**Directions**
According to the text on California's COVID-19 indoor gathering limits, how many households could attend a private indoor gathering at one time?
Supplied text Block Start
“Confirmed Judges, Confirmed Fears” is a blog series documenting the harmful impact of President Trump’s judges on Americans’ rights and liberties. Cases in the series can be found by issue and by judge at this link
Trump justices Neil Gorsuch, Brett Kavanaugh, and Amy Coney Barrett cast the deciding votes in a Friday night ruling to grant a dangerous special exemption to religion from COVID-19 health rules, just as they have done in several prior cases since Barrett replaced the late Justice Ruth Bader Ginsburg. The 5-4 April ruling was in Tandon v Newson.
Among its other actions to combat the spread of the COVID-19 pandemic, California promulgated limits on private indoor gatherings, providing that whatever their objective, whether for religious, social, political, or other purposes, they are limited to three households at a time. This was based on determinations by “public health experts,” who explained that such gatherings are “likely to be longer,” in “smaller and less ventilated” settings, and in situations where mask-wearing and social distancing are “less likely” and “more difficult” to enforce than activity in commercial establishments, where more people can be present at one time. Activity outdoors or in larger religious and other institutions was not subject to these restrictions.
A pastor and another individual challenged the indoor gathering limit, claiming that they wanted to conduct private indoor worship services and Bible study sessions at people’s homes with larger numbers of people. The suit also originally included individuals who wanted to hold larger gatherings for political, secular educational, and other purposes.
Supplied text Block End
Entries provided Block Start
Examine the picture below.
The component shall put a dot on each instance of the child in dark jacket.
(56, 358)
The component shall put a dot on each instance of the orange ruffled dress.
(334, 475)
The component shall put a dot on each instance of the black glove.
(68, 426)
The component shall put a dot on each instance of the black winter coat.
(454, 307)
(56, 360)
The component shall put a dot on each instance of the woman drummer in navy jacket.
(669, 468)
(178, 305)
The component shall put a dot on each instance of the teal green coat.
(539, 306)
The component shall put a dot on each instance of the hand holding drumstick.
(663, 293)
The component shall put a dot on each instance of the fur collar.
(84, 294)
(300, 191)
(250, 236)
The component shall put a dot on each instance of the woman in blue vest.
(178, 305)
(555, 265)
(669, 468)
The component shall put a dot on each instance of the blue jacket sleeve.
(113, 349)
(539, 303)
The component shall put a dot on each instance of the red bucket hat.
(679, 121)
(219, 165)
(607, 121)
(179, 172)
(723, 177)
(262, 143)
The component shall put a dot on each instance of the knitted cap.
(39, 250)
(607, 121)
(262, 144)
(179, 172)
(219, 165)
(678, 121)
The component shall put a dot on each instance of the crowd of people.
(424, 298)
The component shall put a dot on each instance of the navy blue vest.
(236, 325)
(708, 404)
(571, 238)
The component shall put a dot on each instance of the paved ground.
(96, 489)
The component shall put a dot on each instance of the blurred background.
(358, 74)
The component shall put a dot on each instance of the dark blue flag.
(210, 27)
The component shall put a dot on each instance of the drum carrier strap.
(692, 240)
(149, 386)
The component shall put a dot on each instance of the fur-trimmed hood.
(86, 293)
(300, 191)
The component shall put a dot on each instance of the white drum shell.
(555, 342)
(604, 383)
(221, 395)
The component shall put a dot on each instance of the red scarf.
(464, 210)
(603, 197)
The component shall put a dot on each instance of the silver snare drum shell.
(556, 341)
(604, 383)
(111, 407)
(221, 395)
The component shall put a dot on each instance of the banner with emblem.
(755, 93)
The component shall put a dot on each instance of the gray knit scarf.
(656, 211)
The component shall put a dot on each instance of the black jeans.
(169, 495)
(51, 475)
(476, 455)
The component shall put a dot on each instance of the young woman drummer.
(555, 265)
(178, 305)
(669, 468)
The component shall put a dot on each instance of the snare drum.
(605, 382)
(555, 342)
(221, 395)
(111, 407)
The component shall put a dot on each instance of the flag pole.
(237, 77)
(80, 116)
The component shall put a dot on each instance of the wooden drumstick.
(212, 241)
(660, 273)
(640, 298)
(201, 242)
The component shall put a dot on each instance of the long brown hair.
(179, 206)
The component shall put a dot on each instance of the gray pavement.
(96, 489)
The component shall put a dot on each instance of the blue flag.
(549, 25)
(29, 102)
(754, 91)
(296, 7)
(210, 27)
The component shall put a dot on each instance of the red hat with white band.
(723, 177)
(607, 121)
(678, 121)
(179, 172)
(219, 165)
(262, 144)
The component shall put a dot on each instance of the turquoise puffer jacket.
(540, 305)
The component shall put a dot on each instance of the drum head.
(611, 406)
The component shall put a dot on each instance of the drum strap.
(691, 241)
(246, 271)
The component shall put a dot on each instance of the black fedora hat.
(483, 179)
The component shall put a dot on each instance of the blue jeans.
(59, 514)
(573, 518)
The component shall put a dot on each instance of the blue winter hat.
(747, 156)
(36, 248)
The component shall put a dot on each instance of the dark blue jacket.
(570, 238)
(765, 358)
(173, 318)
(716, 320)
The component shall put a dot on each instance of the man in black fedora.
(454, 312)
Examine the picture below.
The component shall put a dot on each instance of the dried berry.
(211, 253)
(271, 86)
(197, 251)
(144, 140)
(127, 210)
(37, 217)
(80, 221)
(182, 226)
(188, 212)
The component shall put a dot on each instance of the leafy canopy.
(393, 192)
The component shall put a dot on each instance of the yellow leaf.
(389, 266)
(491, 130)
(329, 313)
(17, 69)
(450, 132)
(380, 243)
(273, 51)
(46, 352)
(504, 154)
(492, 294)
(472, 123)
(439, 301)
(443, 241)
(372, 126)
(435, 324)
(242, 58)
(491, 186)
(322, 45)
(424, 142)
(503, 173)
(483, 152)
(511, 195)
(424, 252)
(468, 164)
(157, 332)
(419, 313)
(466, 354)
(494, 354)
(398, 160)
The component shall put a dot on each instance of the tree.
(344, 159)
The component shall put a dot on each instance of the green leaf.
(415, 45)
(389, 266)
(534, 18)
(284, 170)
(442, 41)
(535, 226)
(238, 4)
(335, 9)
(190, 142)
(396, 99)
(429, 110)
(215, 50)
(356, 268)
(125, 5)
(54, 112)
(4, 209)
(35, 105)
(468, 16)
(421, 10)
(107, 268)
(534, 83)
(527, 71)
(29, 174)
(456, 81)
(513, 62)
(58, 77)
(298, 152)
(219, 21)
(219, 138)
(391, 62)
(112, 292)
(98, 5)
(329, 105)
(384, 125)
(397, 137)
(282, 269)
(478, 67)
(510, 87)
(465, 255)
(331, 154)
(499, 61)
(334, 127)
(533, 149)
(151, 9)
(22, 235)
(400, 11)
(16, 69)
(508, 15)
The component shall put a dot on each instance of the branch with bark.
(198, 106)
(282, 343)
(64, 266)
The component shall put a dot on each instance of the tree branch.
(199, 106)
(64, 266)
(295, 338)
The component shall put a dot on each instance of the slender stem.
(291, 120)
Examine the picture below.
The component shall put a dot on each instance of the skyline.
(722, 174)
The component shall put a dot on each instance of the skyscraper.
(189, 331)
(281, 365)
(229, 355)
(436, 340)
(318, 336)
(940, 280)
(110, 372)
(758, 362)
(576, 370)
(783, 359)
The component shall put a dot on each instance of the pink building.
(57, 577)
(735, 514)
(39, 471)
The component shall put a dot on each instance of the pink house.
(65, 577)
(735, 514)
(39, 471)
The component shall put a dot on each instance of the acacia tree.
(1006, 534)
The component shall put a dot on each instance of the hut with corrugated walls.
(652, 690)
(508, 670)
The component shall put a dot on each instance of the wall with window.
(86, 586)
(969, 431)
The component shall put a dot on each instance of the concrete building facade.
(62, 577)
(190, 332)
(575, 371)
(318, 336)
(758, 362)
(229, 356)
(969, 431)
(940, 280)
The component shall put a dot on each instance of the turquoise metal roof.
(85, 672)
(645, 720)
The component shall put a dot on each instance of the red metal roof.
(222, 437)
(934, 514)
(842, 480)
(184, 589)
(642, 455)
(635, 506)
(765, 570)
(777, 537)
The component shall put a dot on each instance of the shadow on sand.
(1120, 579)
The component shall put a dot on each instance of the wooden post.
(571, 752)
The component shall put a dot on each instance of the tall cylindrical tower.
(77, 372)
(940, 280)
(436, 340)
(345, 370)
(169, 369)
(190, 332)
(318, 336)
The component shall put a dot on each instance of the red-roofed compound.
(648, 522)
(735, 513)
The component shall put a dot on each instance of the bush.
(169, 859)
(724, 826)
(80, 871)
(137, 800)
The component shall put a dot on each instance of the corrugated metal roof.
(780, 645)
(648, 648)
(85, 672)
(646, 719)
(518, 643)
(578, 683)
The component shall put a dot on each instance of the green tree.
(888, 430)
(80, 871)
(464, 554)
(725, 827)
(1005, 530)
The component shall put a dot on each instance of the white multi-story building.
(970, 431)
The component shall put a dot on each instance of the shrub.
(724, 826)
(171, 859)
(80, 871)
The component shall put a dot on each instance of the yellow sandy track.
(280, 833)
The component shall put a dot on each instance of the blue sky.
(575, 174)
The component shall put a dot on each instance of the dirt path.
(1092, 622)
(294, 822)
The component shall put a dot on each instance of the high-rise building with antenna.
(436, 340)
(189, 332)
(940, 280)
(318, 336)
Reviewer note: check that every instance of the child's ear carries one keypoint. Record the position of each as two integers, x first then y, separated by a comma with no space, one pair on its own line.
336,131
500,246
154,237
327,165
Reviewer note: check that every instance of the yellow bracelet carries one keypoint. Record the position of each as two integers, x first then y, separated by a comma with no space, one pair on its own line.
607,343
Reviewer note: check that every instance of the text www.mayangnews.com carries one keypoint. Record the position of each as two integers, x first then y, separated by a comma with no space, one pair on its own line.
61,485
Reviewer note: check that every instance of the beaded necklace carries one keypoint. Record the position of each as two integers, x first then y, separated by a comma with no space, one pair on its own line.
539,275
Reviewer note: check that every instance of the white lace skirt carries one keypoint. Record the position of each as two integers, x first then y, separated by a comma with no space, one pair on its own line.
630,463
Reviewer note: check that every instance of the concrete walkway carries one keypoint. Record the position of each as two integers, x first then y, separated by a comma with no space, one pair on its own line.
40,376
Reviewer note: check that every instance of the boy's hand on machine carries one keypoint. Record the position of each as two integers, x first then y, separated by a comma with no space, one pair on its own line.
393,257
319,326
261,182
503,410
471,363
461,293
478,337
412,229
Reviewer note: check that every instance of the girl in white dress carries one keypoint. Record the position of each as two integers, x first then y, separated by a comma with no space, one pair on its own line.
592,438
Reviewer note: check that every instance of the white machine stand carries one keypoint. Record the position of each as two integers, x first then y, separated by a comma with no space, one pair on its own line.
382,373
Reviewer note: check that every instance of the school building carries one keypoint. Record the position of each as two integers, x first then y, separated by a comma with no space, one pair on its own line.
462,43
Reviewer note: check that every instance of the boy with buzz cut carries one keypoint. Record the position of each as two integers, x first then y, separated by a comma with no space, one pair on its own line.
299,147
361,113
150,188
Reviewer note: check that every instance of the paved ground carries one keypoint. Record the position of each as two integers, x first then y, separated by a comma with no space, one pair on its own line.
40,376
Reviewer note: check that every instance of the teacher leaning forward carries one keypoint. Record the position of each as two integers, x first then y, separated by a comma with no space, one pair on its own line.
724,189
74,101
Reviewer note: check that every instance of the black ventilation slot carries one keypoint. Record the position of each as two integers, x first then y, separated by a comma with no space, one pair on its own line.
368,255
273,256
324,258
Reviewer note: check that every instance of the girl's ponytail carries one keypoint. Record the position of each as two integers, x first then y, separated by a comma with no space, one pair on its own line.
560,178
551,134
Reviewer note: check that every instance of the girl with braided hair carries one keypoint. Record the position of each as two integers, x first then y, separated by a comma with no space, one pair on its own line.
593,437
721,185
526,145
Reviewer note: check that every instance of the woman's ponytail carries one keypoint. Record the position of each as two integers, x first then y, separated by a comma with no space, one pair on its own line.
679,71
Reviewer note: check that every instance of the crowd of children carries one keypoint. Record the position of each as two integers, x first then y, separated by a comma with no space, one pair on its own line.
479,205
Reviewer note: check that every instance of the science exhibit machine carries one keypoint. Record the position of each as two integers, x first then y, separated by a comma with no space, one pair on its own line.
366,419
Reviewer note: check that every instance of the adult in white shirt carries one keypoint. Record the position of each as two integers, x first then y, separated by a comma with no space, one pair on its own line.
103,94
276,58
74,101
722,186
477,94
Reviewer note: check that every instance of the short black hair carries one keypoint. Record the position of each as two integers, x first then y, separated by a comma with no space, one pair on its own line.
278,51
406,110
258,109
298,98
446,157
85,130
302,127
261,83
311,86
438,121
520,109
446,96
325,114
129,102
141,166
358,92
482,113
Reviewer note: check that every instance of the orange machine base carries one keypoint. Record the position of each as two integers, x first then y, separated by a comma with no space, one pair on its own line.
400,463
Entries provided Block End
**Answer section**
Three households at a time.